▸ 文書抜粋:
* * * *

現在、台湾をめぐって米中の対立が先鋭化している。台湾積体電路製造(TSMC)が回路線幅5ナノメートル(ナノは10億分の1)をはじめ、最先端の半導体生産技術に積極的に取り組んでいるからだ。台湾がもつ最先端の半導体生産技術をめぐって、両国の対立は熱を帯びる可能性がある。
その状況下、日本の半導体産業を取り巻く環境も急速に変化している。車載用など世界的に半導体が不足するなかで、熊本県にTSMCが回路線幅16、あるいは28ナノメートルの半導体工場を建設すると報じられた。今後の展開は楽観できないが、日本企業がこれまでにはなかった半導体部材などを供給することができれば、日本にTSMCが工場を設ける可能性はあるだろう。
その点を考えるために、富士フイルムに注目したい。コロナ禍において同社は「アビガン」などヘルスケア事業の成長を加速させた。それに上乗せするようにして、同社は世界的な高付加価値半導体部材メーカーとしての競争力発揮を目指すチャンスを迎えている。それがTSMCの工場誘致をはじめ日本経済に与えるインパクトは大きいだろう。

* * * *

注釈付き座標レコード:

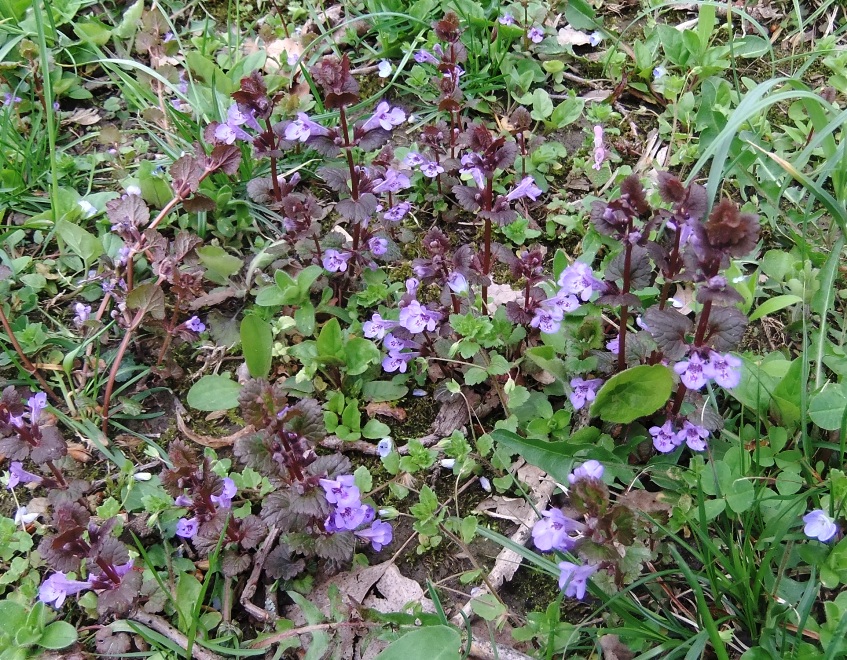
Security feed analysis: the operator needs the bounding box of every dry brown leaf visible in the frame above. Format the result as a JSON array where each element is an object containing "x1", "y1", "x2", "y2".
[
  {"x1": 365, "y1": 401, "x2": 406, "y2": 422},
  {"x1": 62, "y1": 108, "x2": 100, "y2": 126},
  {"x1": 556, "y1": 25, "x2": 591, "y2": 46}
]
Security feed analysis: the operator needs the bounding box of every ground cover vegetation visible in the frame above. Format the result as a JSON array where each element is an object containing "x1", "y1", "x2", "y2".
[{"x1": 0, "y1": 0, "x2": 847, "y2": 660}]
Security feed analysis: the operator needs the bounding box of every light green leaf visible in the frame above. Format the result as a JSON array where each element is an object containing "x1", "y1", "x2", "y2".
[
  {"x1": 187, "y1": 376, "x2": 241, "y2": 412},
  {"x1": 591, "y1": 364, "x2": 673, "y2": 424}
]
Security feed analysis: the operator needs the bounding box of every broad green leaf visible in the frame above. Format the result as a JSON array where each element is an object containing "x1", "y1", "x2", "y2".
[
  {"x1": 376, "y1": 626, "x2": 462, "y2": 660},
  {"x1": 126, "y1": 283, "x2": 165, "y2": 321},
  {"x1": 591, "y1": 364, "x2": 673, "y2": 424},
  {"x1": 197, "y1": 245, "x2": 244, "y2": 278},
  {"x1": 809, "y1": 384, "x2": 847, "y2": 431},
  {"x1": 38, "y1": 621, "x2": 77, "y2": 650},
  {"x1": 187, "y1": 376, "x2": 241, "y2": 412},
  {"x1": 241, "y1": 314, "x2": 273, "y2": 378},
  {"x1": 750, "y1": 293, "x2": 803, "y2": 321},
  {"x1": 56, "y1": 220, "x2": 103, "y2": 265}
]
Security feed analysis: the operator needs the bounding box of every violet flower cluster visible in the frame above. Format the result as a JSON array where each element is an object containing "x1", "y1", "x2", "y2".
[
  {"x1": 532, "y1": 460, "x2": 604, "y2": 600},
  {"x1": 320, "y1": 474, "x2": 393, "y2": 552}
]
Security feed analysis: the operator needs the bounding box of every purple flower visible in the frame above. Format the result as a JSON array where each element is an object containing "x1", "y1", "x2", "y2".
[
  {"x1": 211, "y1": 477, "x2": 238, "y2": 509},
  {"x1": 74, "y1": 303, "x2": 91, "y2": 325},
  {"x1": 284, "y1": 112, "x2": 329, "y2": 142},
  {"x1": 354, "y1": 520, "x2": 394, "y2": 552},
  {"x1": 362, "y1": 312, "x2": 397, "y2": 339},
  {"x1": 323, "y1": 249, "x2": 353, "y2": 273},
  {"x1": 705, "y1": 351, "x2": 741, "y2": 390},
  {"x1": 415, "y1": 48, "x2": 438, "y2": 64},
  {"x1": 403, "y1": 151, "x2": 429, "y2": 167},
  {"x1": 382, "y1": 351, "x2": 416, "y2": 374},
  {"x1": 559, "y1": 261, "x2": 604, "y2": 301},
  {"x1": 559, "y1": 561, "x2": 597, "y2": 600},
  {"x1": 673, "y1": 353, "x2": 709, "y2": 390},
  {"x1": 676, "y1": 419, "x2": 709, "y2": 451},
  {"x1": 215, "y1": 103, "x2": 262, "y2": 144},
  {"x1": 373, "y1": 167, "x2": 412, "y2": 193},
  {"x1": 421, "y1": 160, "x2": 444, "y2": 179},
  {"x1": 400, "y1": 300, "x2": 441, "y2": 334},
  {"x1": 384, "y1": 202, "x2": 412, "y2": 222},
  {"x1": 319, "y1": 474, "x2": 361, "y2": 507},
  {"x1": 185, "y1": 316, "x2": 206, "y2": 333},
  {"x1": 368, "y1": 236, "x2": 388, "y2": 257},
  {"x1": 6, "y1": 461, "x2": 44, "y2": 490},
  {"x1": 447, "y1": 270, "x2": 468, "y2": 296},
  {"x1": 532, "y1": 509, "x2": 582, "y2": 552},
  {"x1": 529, "y1": 307, "x2": 564, "y2": 335},
  {"x1": 506, "y1": 176, "x2": 542, "y2": 202},
  {"x1": 324, "y1": 501, "x2": 373, "y2": 532},
  {"x1": 650, "y1": 419, "x2": 680, "y2": 454},
  {"x1": 38, "y1": 571, "x2": 91, "y2": 609},
  {"x1": 541, "y1": 289, "x2": 579, "y2": 317},
  {"x1": 592, "y1": 124, "x2": 606, "y2": 170},
  {"x1": 568, "y1": 459, "x2": 605, "y2": 484},
  {"x1": 568, "y1": 376, "x2": 603, "y2": 410},
  {"x1": 176, "y1": 518, "x2": 200, "y2": 539},
  {"x1": 803, "y1": 509, "x2": 838, "y2": 543},
  {"x1": 362, "y1": 101, "x2": 406, "y2": 132},
  {"x1": 26, "y1": 392, "x2": 47, "y2": 424}
]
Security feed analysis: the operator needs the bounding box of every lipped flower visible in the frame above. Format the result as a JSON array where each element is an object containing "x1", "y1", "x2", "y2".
[
  {"x1": 322, "y1": 249, "x2": 353, "y2": 273},
  {"x1": 362, "y1": 101, "x2": 406, "y2": 132},
  {"x1": 185, "y1": 316, "x2": 206, "y2": 334},
  {"x1": 176, "y1": 518, "x2": 200, "y2": 539},
  {"x1": 38, "y1": 571, "x2": 92, "y2": 609},
  {"x1": 211, "y1": 477, "x2": 238, "y2": 509},
  {"x1": 353, "y1": 520, "x2": 394, "y2": 552},
  {"x1": 568, "y1": 459, "x2": 605, "y2": 484},
  {"x1": 705, "y1": 351, "x2": 741, "y2": 390},
  {"x1": 803, "y1": 509, "x2": 838, "y2": 543},
  {"x1": 532, "y1": 509, "x2": 582, "y2": 552},
  {"x1": 558, "y1": 261, "x2": 605, "y2": 301},
  {"x1": 568, "y1": 376, "x2": 603, "y2": 410},
  {"x1": 559, "y1": 561, "x2": 597, "y2": 600},
  {"x1": 676, "y1": 419, "x2": 709, "y2": 451},
  {"x1": 506, "y1": 176, "x2": 543, "y2": 202},
  {"x1": 526, "y1": 25, "x2": 544, "y2": 44},
  {"x1": 649, "y1": 419, "x2": 680, "y2": 454}
]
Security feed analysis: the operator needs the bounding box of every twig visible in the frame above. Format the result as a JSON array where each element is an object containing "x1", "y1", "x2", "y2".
[
  {"x1": 239, "y1": 525, "x2": 279, "y2": 622},
  {"x1": 129, "y1": 610, "x2": 223, "y2": 660}
]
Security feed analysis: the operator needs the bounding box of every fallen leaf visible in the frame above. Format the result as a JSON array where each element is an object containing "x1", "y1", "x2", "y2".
[
  {"x1": 365, "y1": 401, "x2": 406, "y2": 422},
  {"x1": 556, "y1": 25, "x2": 591, "y2": 46},
  {"x1": 62, "y1": 108, "x2": 100, "y2": 126}
]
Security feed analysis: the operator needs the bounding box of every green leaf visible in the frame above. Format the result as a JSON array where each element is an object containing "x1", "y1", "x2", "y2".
[
  {"x1": 56, "y1": 220, "x2": 104, "y2": 265},
  {"x1": 187, "y1": 376, "x2": 241, "y2": 412},
  {"x1": 197, "y1": 245, "x2": 244, "y2": 278},
  {"x1": 809, "y1": 385, "x2": 847, "y2": 431},
  {"x1": 750, "y1": 293, "x2": 803, "y2": 322},
  {"x1": 38, "y1": 621, "x2": 77, "y2": 650},
  {"x1": 241, "y1": 314, "x2": 273, "y2": 378},
  {"x1": 591, "y1": 364, "x2": 673, "y2": 424},
  {"x1": 376, "y1": 626, "x2": 461, "y2": 660},
  {"x1": 126, "y1": 283, "x2": 165, "y2": 321},
  {"x1": 317, "y1": 318, "x2": 344, "y2": 359}
]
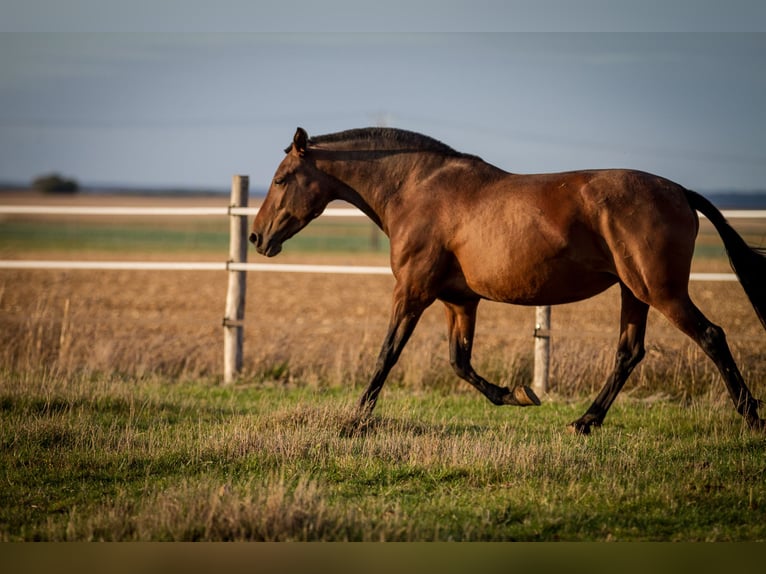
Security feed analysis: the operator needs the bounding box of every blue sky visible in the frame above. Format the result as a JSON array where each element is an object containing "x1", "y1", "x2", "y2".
[{"x1": 0, "y1": 0, "x2": 766, "y2": 191}]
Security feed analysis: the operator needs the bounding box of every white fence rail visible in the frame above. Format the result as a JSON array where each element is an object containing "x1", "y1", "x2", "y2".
[{"x1": 0, "y1": 176, "x2": 766, "y2": 393}]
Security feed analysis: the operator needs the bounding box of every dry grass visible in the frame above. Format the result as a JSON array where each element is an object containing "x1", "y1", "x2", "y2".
[
  {"x1": 0, "y1": 194, "x2": 766, "y2": 398},
  {"x1": 0, "y1": 260, "x2": 766, "y2": 404}
]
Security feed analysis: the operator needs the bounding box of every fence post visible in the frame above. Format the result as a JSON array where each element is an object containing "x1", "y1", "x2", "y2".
[
  {"x1": 532, "y1": 306, "x2": 551, "y2": 394},
  {"x1": 223, "y1": 175, "x2": 249, "y2": 384}
]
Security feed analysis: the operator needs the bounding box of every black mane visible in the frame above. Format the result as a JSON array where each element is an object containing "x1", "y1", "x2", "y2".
[{"x1": 308, "y1": 127, "x2": 464, "y2": 156}]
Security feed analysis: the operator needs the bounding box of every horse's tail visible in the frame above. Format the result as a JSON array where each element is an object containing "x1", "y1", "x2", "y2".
[{"x1": 686, "y1": 190, "x2": 766, "y2": 328}]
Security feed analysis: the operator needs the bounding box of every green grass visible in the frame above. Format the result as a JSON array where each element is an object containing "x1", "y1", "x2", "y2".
[
  {"x1": 0, "y1": 219, "x2": 388, "y2": 256},
  {"x1": 0, "y1": 372, "x2": 766, "y2": 541}
]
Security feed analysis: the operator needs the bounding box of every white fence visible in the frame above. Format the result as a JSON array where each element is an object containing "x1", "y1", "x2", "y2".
[{"x1": 0, "y1": 176, "x2": 766, "y2": 392}]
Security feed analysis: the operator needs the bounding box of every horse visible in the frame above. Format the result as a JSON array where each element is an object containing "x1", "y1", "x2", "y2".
[{"x1": 249, "y1": 127, "x2": 766, "y2": 434}]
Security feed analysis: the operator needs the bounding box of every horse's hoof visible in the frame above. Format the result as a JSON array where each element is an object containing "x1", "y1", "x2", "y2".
[
  {"x1": 567, "y1": 419, "x2": 601, "y2": 436},
  {"x1": 511, "y1": 385, "x2": 540, "y2": 407},
  {"x1": 747, "y1": 417, "x2": 766, "y2": 431}
]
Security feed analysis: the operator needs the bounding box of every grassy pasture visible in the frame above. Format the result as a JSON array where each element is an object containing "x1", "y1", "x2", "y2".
[{"x1": 0, "y1": 192, "x2": 766, "y2": 540}]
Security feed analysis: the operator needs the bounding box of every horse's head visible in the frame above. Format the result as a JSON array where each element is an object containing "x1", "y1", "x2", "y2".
[{"x1": 250, "y1": 128, "x2": 337, "y2": 257}]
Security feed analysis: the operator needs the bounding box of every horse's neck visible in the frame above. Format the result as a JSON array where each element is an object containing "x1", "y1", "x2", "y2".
[{"x1": 321, "y1": 156, "x2": 404, "y2": 233}]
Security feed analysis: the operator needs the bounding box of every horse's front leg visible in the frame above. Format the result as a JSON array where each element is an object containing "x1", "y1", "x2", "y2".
[
  {"x1": 444, "y1": 299, "x2": 540, "y2": 406},
  {"x1": 359, "y1": 285, "x2": 431, "y2": 415}
]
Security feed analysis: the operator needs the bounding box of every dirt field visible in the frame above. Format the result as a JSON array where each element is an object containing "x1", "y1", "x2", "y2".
[{"x1": 0, "y1": 192, "x2": 766, "y2": 400}]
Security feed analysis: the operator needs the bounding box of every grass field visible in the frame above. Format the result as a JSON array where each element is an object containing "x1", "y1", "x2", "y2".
[{"x1": 0, "y1": 191, "x2": 766, "y2": 541}]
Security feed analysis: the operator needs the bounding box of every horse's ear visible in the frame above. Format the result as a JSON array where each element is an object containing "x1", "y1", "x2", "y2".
[{"x1": 292, "y1": 128, "x2": 309, "y2": 156}]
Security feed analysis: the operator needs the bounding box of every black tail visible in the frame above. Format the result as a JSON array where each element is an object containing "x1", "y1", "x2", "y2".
[{"x1": 686, "y1": 190, "x2": 766, "y2": 328}]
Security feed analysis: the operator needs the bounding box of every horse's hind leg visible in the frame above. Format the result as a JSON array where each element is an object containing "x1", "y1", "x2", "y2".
[
  {"x1": 657, "y1": 295, "x2": 766, "y2": 428},
  {"x1": 444, "y1": 300, "x2": 540, "y2": 406},
  {"x1": 569, "y1": 284, "x2": 649, "y2": 434}
]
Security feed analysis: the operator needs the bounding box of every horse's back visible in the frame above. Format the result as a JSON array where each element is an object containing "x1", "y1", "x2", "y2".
[{"x1": 432, "y1": 170, "x2": 697, "y2": 304}]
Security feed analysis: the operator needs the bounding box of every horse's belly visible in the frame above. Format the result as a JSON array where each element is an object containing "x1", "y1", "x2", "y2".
[{"x1": 464, "y1": 262, "x2": 617, "y2": 305}]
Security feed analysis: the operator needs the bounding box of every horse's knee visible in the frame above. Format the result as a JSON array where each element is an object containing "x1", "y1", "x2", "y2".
[
  {"x1": 616, "y1": 343, "x2": 646, "y2": 370},
  {"x1": 699, "y1": 323, "x2": 727, "y2": 355},
  {"x1": 449, "y1": 358, "x2": 473, "y2": 380}
]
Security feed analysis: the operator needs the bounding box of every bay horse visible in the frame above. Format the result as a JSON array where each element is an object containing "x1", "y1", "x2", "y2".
[{"x1": 250, "y1": 128, "x2": 766, "y2": 434}]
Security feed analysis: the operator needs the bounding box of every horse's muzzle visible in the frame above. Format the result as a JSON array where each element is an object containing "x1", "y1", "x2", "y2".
[{"x1": 249, "y1": 232, "x2": 282, "y2": 257}]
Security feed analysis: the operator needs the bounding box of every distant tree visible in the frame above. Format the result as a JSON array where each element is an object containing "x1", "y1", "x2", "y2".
[{"x1": 32, "y1": 173, "x2": 80, "y2": 194}]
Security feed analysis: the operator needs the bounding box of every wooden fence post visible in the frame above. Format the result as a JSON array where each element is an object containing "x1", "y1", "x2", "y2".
[
  {"x1": 532, "y1": 306, "x2": 551, "y2": 394},
  {"x1": 223, "y1": 175, "x2": 249, "y2": 384}
]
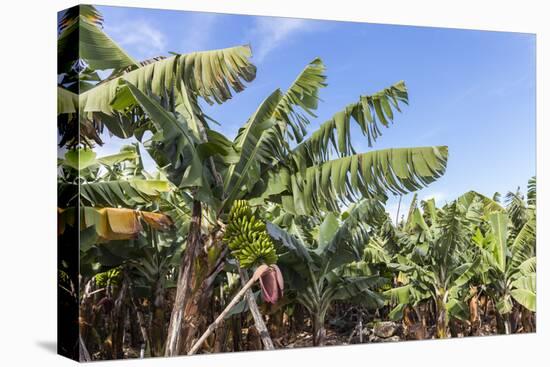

* * * *

▸ 課題 1:
半導体をめぐる文章について、次の問いに答えてください。
(a) TSMCが最先端の半導体生産技術の例として取り組んでいる回路線幅は何ナノメートルですか。
(b) 熊本県にTSMCが建設すると報じられた半導体工場の回路線幅は何ナノメートルですか。
(c) コロナ禍において富士フイルムが成長を加速させた事業は何ですか。
▸ 課題 2: 半導体をめぐる文章のうち、「その点を考えるために、富士フ」から「るインパクトは大きいだろう。」までを、両端の語句も含めて一字も変えずに書き写してください。

▸ 解答 1:
(a) 5ナノメートル
(b) 16、あるいは28ナノメートル
(c) 「アビガン」などのヘルスケア事業

▸ 解答 2:
その点を考えるために、富士フイルムに注目したい。コロナ禍において同社は「アビガン」などヘルスケア事業の成長を加速させた。それに上乗せするようにして、同社は世界的な高付加価値半導体部材メーカーとしての競争力発揮を目指すチャンスを迎えている。それがTSMCの工場誘致をはじめ日本経済に与えるインパクトは大きいだろう。